## Documento original:
━━━━━━━━━━

A pesar de que la directora esquive con habilidad las teclas más melodramáticas no debemos obviar que nos hallamos ante un tipo de película de estructura lastimosa, y fatalista, cuya dramaturgia reside en los miedos relativos a la muerte. Paradójico además que suponga la última interpretación del actor Gaspard Ulliel, recientemente fallecido en un accidente de esquí, otorgándole si cabe mayor dramatismo al filme. Difícil no contemplar dolor en Más que nunca detectando escenas de intensificados efectos fantasmagóricos, sobrenaturales, de arraigo crepuscular más allá de la propia película. Incluso ideas establecidas en el mismo relato como esas ventanas del ordenador abiertas a un mundo exterior que llevan a Helene a tomar contacto con Mister Bent (Bjorn Floberg), el bloguero que vive en Noruega y atraviesa una etapa parecida a la de ella. Entre líneas cursan una materia misteriosa e imperceptible de viaje espiritual que no necesita carreteras o vehículos para alcanzarse.

La realizadora de 3 días en Quiberón (2018), explora las distintas vetas del cine centroeuropeo articulado bajo los pretextos de una educación y unas raíces que tienden puentes con el universo de cineastas de la talla de Wim Wenders o Krzysztof Kieslowski. La fascinación por el paisaje, y la mirada atenta a los conflictos existenciales, guardan paralelismos con la trilogía tricolor del director polaco, o con algunas de las primeras películas de Wenders. Atif confina a sus mujeres en océanos tormentosos que explican sus ausencias. Aproximaciones que, en este caso, Hélène asimila indirectamente como parte de un impulso contradictorio entre el hogar o el amor de los suyos, o el exilio autoimpuesto. En sus elipsis logran subrayarse conceptos bien teledirigidos si nos atenemos a su mapa humano y a una geografía de ventanas al exterior. No pasemos por alto la teoría de la incomunicación con metáforas de un aislamiento paulatino y forzoso y esa red Wi-Fi que solo se halla en un punto remoto y perdido de las montañas. La protagonista debe ocluirse ante un apagón personal difícil de eludir. En la ciudad, se tiene que esmerar por ser vista con normalidad, asfixiada por los demás, incapaces de relacionarse con su problema. Al fin y al cabo, como dice Bent en un momento de la película: los vivos no pueden entender a los moribundos. Esos dos lenguajes, transitan espacios comunes pero equidistantes, por mucho que el amor de su vida, en este caso Matthieu, desee que ella se agarre a un mínimo atisbo de esperanza. Lo más interesante de Más que nunca es configurar una memoria personal alrededor del concepto mismo de la muerte, evocando diseños o figuras de una melancolía subjetiva, secreta, convergente con la literatura inmortal del mismísimo James Joyce.

━━━━━━━━━━

## Acciones necesarias:
a – Haz una lista de todas las personas reales que nombra la reseña: actores, cineastas y escritores.
b – ¿Cuántas líneas de los registros contienen la palabra "dirt"? Distingue entre mayúsculas y minúsculas y responde solo con el número.
La reseña y los registros vienen de fuentes distintas.

Registros de una fuente de datos
━━━━━━━━━━

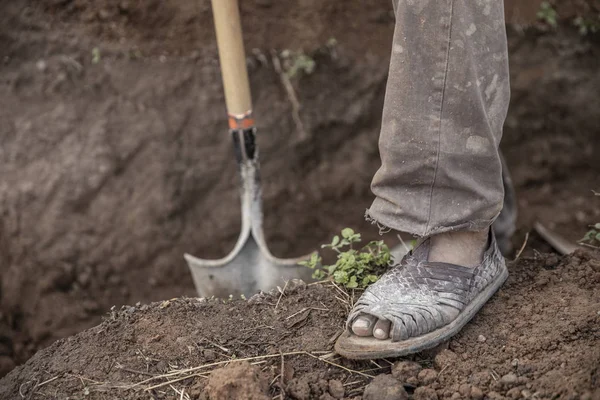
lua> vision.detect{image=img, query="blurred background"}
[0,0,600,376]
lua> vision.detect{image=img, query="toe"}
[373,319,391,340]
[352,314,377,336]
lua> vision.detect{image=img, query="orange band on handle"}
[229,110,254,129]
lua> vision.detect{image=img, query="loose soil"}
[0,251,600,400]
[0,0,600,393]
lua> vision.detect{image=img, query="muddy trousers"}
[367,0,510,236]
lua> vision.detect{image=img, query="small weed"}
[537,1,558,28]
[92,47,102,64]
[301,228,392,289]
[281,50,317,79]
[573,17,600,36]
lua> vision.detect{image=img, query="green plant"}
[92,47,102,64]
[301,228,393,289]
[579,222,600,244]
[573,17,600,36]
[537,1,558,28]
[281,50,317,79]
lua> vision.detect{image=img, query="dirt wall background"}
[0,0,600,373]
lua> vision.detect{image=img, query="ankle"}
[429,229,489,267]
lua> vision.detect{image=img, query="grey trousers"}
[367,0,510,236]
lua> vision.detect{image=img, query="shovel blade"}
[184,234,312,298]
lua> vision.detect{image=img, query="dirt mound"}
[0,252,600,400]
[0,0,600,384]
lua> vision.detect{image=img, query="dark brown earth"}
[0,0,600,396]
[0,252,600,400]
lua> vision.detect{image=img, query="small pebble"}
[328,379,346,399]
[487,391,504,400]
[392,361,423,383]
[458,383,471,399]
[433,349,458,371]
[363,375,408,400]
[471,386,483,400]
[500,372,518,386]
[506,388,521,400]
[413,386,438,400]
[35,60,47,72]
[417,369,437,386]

━━━━━━━━━━

## Resultados:
a –
Gaspard Ulliel
Bjorn Floberg
Atif
Wim Wenders
Krzysztof Kieslowski
James Joyce

b – 2